:: Data for processing ::

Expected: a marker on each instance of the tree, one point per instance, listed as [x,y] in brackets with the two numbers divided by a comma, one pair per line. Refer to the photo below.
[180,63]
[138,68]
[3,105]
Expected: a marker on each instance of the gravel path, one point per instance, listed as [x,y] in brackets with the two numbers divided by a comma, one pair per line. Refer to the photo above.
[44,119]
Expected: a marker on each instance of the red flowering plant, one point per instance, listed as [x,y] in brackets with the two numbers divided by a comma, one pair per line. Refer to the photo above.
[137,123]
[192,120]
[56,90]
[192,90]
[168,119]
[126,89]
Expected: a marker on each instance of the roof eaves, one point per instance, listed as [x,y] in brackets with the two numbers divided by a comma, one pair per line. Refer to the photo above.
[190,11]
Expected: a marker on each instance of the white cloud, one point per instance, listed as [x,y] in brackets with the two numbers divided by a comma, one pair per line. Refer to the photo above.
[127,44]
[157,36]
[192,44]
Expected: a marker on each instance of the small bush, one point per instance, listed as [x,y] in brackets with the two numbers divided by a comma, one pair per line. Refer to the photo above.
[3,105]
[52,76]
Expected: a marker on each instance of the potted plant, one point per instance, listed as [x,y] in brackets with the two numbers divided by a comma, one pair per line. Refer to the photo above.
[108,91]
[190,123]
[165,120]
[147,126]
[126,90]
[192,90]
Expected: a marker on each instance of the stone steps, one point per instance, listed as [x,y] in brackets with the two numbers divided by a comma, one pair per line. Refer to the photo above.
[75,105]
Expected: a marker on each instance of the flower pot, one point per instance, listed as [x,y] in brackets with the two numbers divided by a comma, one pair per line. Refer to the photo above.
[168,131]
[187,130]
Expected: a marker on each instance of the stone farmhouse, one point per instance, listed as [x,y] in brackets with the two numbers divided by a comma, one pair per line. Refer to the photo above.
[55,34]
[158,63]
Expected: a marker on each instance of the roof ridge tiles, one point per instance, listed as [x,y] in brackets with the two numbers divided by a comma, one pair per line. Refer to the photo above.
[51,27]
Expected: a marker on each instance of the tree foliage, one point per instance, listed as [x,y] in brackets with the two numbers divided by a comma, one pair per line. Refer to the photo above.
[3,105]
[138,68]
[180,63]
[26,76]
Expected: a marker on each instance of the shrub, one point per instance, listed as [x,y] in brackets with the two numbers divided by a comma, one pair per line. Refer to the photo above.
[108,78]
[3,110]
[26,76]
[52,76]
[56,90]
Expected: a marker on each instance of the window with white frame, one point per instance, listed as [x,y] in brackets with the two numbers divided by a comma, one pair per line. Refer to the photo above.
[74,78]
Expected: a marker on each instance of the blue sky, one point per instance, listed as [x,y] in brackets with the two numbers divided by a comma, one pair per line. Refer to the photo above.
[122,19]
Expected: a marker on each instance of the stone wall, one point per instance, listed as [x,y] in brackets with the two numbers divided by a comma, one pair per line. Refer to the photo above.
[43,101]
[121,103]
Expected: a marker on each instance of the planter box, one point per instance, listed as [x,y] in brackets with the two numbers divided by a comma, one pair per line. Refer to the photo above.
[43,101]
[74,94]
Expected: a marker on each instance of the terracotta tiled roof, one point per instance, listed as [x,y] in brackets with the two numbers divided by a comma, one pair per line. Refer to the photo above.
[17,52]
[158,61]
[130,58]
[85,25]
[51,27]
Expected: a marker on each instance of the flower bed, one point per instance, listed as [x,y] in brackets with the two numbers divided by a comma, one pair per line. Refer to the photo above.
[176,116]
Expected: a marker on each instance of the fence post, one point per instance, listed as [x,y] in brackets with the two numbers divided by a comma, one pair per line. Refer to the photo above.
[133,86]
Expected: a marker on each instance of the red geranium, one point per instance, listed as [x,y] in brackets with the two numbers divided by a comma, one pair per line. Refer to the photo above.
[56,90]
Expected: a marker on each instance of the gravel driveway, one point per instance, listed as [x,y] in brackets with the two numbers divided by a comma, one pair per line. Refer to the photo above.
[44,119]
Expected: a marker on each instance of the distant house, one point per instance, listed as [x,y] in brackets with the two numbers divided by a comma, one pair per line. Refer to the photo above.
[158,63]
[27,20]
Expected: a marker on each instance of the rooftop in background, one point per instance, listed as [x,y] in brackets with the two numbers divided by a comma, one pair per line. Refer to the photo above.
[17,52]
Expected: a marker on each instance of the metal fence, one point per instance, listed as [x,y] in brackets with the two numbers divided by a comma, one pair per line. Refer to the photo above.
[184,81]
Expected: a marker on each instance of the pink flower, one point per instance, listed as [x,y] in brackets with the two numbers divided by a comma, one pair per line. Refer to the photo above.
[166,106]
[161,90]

:::

#### About this exercise
Each record above is to be restated word for word.

#### Answer box
Expected: a marker on each instance of the tree, one point per instance, listed as [x,y] in brackets with the two numbers divided by a comma, one pair per line. Refer to the photo below.
[180,63]
[138,68]
[3,105]
Expected: a marker on each instance of the gravel path, one point per instance, listed as [x,y] in brackets with the two numbers divided by a comma, one pair per line. Refer to the photo above.
[44,119]
Expected: a marker on each instance of the red flowering plant, one point per instance, listed as [x,y] in brackets with the two numbers divided by a comma, one pair per line. Refer to the photo above.
[137,123]
[192,120]
[56,90]
[192,90]
[168,119]
[126,89]
Expected: a marker on each instance of the roof eaves, one point per instance, listed as [x,y] in brackets with the two numbers divided by a comma, one pair per line. Refer to the photo above.
[190,11]
Expected: a marker on each instance of the white cloud, one point per instance, listed as [x,y] in brackets with the two numbers divided by a comma, one pair per line. Refer to the photo above.
[127,44]
[157,36]
[192,44]
Expected: a marker on each instance of the small bush, one point per instance, listed as [x,y] in brackets with the two numbers divided by a comma, one pair per line. Refer to the photo above.
[3,105]
[52,76]
Expected: a marker on each instance of the potted plant, one point per instance, listed as [x,y] in brackets with the two numbers divided by a comma, one pair per line. Refer to the photo above.
[108,91]
[190,123]
[165,120]
[147,126]
[126,90]
[192,90]
Expected: a marker on each instance of the stone steps, one point per instance, listed as [x,y] in brackets with the two numbers divided by a comma, one pair per line. Refer to the photo above.
[75,105]
Expected: a marker on each instance of the flower pot, one point per instance, listed as [x,y] in brackets with the two numbers divided by a comma, one pair per line. Refer to the photo above.
[168,131]
[187,130]
Expected: a marker on each instance of the stone farmhouse, one point per instance, listed as [x,y] in brackets with the two numbers divided by a comma, one pair per line. Refer to the photo above.
[55,34]
[158,63]
Expected: a marker on each instance of the roof ridge tiles, one point per instance, listed as [x,y] in brackets with the two numbers divided by a comma, one pair per line. Refer to the photo above.
[51,27]
Expected: a marker on each instance of the tree foliage, one point per instance, listed as [x,y] in brackets with the two numbers divided by a comma, one pair per line. Refer to the photo above.
[3,105]
[138,68]
[180,63]
[26,76]
Expected: a marker on each instance of the shrub, one point per instance, listed as [x,y] in brackets with the two numbers divided by a comma, one pair per line. Refer to the photo above.
[108,78]
[3,110]
[26,76]
[52,76]
[56,90]
Expected: a marker on each instance of the window with white frame, one point per instance, listed as [x,y] in brackets with the two numbers divided by a comma, one pair per line. Refer to the photo above.
[74,78]
Expected: a marker on each instance of the blue sky, one point per instance, listed as [x,y] in brackets with the two numbers divided by a comma, one pair per line. Refer to the photo above.
[122,19]
Expected: a marker on each instance of the stone wall, one point per instance, listed as [x,y] in brackets with the two numbers divided by a comma, one pair per line. Refer to the photo above.
[43,101]
[121,103]
Expected: a marker on each instance of the planter box, one point per instance, listed as [x,y] in brackets with the two numbers divided by a comma, one pair per line. Refer to the photo above.
[43,101]
[74,94]
Expected: a marker on each instance of the terracotta tiled roof, one point per instance, listed as [x,y] in brackets with the two numbers divided by a comma, one pair per line. Refer to the photo above.
[17,52]
[158,61]
[130,58]
[85,25]
[51,27]
Expected: a marker on each instance of the flower bed, one point per instance, listed as [x,y] in brackets with the two numbers divided by a comma, one pair per line. Refer to the photo above.
[176,116]
Expected: a marker on each instance of the fence post, one point per instance, listed as [x,y] in brackets with the two numbers divided by a comma, one pair per line. Refer to the photo above.
[133,86]
Expected: a marker on each instance of the red geranium, one point per instance, listed as [x,y] in brackets with the two numbers divided by a comma, one pair per line. Refer to the photo above.
[56,90]
Expected: a marker on each instance of the gravel driveway, one point per instance, listed as [x,y] in brackets with the two numbers divided by a comma, one pair per line. Refer to the photo above.
[44,119]
Expected: a marker on each instance of the distant house, one point per instance, listed as [x,y] in brackets with the two numbers divided by a comma, one pair per line. Refer to the photo above.
[158,63]
[27,20]
Expected: a marker on each instance of the rooftop in background, one point per instance, listed as [x,y] in brackets with the two numbers divided by a comma, one pair per line. Refer to the photo above.
[17,52]
Expected: a marker on each instance of the metal fence, one point per instance, listed as [x,y] in brackets with the two numbers divided by a comma, one pair per line. Refer to the photo above.
[184,81]
Expected: a marker on each instance of the pink flower, one point per instance, listed as [x,y] in brackets with the two numbers divided by a comma, one pair per line. Refer to the photo above.
[166,106]
[161,90]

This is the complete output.